What is being asked
Pick out every line of the items below that contains the string "bird" and copy those lines. Case counts.

Data supplied
<<<<

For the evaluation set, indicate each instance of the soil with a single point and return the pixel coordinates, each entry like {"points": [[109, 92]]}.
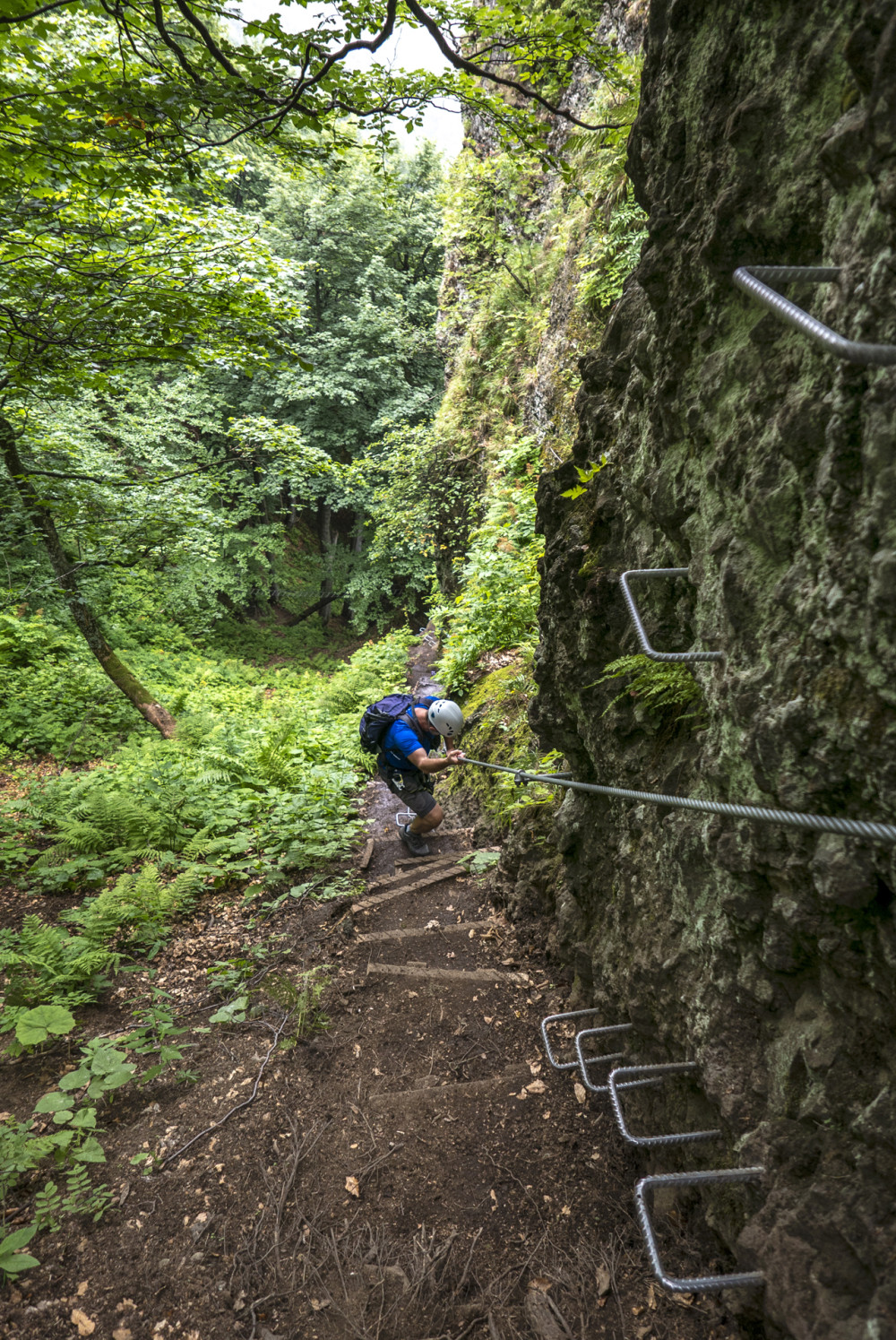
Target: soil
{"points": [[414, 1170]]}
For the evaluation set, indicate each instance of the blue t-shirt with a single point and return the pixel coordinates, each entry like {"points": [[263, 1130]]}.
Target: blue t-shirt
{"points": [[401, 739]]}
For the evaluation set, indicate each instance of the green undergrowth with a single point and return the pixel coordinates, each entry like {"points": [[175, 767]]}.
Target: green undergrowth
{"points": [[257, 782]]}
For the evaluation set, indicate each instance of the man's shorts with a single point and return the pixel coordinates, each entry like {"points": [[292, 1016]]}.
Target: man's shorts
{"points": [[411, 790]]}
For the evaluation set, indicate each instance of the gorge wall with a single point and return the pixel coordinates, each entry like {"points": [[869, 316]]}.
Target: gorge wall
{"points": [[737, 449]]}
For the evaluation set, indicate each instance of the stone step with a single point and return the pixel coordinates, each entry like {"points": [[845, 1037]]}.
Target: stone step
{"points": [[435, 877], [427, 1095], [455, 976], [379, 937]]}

>>>>
<<<<

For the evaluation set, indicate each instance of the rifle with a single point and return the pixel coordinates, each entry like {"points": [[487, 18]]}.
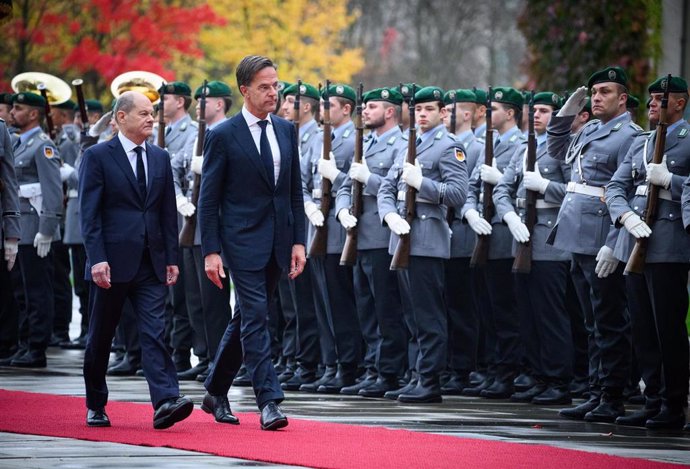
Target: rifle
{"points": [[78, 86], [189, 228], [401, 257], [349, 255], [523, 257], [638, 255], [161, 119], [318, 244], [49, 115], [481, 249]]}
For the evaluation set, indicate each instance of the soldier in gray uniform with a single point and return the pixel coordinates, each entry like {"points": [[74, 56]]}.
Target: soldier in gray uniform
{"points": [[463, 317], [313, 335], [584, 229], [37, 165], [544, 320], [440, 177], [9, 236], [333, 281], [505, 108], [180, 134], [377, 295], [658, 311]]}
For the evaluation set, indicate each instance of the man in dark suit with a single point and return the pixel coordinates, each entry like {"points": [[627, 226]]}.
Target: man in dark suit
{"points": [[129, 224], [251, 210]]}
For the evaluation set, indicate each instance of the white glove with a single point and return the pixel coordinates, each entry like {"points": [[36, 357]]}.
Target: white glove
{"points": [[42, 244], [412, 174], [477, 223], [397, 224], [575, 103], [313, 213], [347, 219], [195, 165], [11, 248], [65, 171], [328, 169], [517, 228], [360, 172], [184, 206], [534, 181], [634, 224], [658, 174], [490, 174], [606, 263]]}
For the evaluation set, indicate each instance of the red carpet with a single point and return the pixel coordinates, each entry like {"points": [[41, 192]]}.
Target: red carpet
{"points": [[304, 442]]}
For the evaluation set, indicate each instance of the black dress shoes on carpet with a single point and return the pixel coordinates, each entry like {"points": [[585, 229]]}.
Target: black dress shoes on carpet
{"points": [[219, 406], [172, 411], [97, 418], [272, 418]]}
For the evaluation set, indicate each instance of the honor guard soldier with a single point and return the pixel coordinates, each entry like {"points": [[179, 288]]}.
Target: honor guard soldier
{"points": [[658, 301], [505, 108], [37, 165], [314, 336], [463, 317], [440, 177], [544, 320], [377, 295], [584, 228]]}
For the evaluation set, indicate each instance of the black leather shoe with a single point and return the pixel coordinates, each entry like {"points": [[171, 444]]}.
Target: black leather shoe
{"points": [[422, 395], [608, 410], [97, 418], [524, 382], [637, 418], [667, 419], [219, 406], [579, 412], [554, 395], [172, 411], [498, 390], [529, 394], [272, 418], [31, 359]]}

>>>>
<<<<

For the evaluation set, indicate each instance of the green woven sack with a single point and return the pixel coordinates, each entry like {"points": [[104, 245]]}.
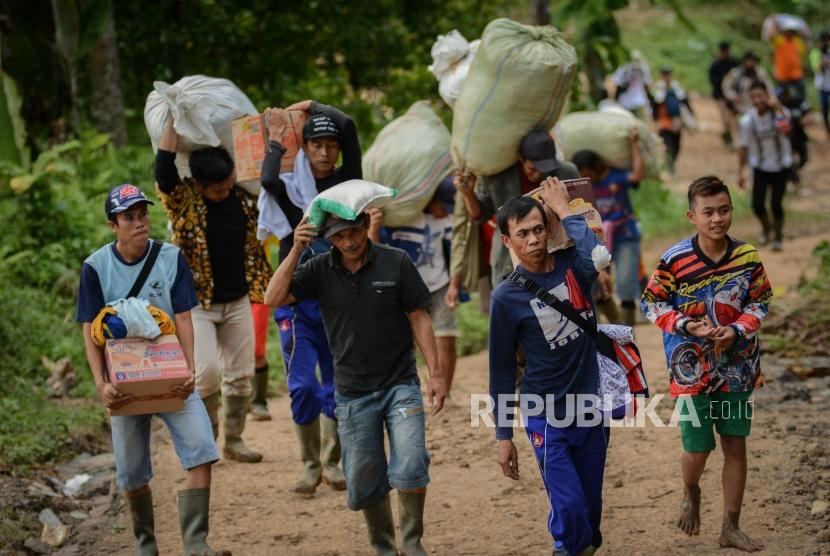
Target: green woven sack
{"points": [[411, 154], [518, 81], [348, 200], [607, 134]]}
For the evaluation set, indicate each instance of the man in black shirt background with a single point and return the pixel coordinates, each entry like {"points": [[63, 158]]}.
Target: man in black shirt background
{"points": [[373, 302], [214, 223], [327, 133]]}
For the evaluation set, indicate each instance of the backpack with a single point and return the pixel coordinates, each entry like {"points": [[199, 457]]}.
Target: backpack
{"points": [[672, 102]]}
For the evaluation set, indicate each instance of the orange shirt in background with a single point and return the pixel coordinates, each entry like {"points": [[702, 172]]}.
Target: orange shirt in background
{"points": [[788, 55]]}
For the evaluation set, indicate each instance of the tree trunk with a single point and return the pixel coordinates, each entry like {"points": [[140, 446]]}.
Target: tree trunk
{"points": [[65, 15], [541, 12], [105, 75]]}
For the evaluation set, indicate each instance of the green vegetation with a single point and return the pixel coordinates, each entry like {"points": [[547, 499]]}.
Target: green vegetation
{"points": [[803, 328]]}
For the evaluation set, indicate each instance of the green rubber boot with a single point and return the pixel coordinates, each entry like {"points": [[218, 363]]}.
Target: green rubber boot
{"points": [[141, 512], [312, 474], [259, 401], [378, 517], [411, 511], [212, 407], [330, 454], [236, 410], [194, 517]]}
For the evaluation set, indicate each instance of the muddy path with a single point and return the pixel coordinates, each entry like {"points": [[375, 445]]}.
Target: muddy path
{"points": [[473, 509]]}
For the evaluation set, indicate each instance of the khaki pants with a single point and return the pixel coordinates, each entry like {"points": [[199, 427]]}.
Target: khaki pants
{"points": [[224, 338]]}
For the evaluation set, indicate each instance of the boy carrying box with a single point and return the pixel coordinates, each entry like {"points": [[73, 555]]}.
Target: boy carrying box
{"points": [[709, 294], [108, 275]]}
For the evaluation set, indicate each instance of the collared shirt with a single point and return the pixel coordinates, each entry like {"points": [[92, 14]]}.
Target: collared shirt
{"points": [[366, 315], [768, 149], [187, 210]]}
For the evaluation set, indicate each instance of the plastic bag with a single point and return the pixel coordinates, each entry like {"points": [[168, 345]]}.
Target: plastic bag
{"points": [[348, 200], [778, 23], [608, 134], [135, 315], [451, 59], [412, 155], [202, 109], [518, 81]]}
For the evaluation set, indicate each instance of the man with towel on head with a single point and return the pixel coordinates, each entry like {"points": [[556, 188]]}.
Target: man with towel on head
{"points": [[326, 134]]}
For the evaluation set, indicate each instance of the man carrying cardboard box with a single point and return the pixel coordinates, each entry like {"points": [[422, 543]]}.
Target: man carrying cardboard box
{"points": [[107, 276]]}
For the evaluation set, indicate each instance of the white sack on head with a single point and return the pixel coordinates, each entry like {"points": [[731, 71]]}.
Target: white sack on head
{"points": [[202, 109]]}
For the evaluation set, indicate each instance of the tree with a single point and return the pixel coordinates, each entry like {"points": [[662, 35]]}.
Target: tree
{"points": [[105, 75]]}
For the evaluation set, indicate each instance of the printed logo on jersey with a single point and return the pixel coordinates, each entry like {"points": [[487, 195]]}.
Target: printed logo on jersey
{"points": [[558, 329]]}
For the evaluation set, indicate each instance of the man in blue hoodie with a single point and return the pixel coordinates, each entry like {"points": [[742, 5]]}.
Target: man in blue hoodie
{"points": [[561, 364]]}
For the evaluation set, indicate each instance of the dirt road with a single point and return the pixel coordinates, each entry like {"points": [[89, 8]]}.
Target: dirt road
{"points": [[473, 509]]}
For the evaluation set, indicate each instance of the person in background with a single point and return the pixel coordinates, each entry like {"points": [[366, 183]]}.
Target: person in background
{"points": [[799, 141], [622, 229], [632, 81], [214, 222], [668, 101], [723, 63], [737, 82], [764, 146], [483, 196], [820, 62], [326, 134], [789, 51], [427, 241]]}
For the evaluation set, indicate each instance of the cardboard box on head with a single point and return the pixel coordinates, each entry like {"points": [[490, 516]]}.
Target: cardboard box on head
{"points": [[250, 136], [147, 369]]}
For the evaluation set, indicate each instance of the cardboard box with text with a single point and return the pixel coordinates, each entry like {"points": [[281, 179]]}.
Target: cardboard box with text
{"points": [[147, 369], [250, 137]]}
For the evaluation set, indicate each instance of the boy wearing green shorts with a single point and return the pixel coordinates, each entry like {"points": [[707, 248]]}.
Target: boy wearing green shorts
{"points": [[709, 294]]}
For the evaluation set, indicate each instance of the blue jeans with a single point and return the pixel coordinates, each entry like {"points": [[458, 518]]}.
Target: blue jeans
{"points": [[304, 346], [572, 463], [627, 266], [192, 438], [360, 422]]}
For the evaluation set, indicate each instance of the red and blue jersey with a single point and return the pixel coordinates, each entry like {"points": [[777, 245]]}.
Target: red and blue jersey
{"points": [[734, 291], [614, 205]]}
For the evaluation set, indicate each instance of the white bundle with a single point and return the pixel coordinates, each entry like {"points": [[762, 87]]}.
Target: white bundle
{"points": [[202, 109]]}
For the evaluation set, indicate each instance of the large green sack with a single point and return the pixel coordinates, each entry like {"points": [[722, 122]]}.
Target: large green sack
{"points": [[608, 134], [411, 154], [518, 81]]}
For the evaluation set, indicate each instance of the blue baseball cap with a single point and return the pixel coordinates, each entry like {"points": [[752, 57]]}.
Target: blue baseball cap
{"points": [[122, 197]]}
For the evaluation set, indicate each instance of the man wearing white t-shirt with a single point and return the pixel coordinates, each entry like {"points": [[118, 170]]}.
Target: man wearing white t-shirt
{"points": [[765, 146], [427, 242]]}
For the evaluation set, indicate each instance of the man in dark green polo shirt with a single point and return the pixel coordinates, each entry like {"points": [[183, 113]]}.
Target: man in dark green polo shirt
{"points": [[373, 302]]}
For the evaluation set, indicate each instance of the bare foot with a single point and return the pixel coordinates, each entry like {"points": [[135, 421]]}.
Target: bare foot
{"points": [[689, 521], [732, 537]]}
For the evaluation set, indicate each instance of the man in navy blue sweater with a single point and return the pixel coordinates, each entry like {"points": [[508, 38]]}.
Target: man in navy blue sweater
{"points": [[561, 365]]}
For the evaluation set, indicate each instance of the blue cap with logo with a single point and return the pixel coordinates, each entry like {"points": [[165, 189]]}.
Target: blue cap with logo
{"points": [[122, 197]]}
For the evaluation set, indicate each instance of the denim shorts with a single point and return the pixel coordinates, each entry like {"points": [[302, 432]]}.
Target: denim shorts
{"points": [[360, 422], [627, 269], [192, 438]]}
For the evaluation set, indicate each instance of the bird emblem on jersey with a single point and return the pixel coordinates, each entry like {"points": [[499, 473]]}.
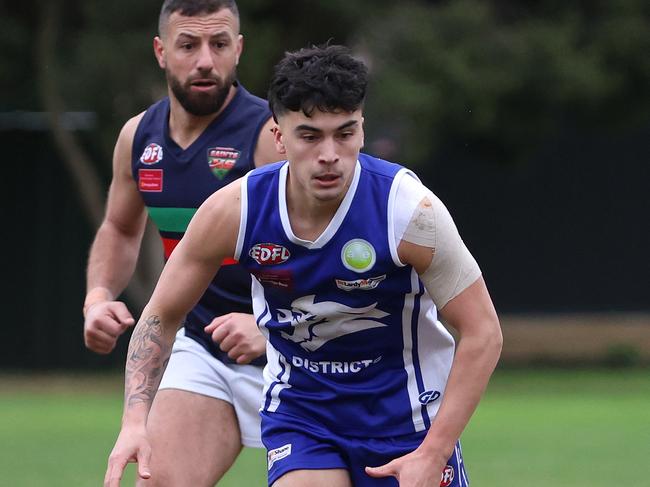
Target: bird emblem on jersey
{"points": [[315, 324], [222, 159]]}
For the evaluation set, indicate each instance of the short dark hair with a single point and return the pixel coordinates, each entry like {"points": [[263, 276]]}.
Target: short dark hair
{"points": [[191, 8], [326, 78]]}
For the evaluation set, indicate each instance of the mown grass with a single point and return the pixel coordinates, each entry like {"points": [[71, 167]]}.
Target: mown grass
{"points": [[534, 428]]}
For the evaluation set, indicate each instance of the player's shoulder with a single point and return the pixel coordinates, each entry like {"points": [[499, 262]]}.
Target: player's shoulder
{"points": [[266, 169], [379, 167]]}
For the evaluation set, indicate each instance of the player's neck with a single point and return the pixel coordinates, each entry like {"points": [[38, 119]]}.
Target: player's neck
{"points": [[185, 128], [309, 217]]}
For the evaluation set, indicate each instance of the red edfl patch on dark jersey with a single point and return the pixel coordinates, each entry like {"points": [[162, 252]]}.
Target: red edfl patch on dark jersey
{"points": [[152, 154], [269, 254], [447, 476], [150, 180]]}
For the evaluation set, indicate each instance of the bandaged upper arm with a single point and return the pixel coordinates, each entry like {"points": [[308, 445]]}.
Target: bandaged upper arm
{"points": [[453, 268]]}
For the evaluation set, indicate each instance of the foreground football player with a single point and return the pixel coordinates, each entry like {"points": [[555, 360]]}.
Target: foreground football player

>>>>

Result for this exercise
For the evaluation set, indicate each instance of the bird emblem on jersey with a single point and return the pixel coordinates, each entry like {"points": [[499, 473]]}.
Target: bird emblem on jersey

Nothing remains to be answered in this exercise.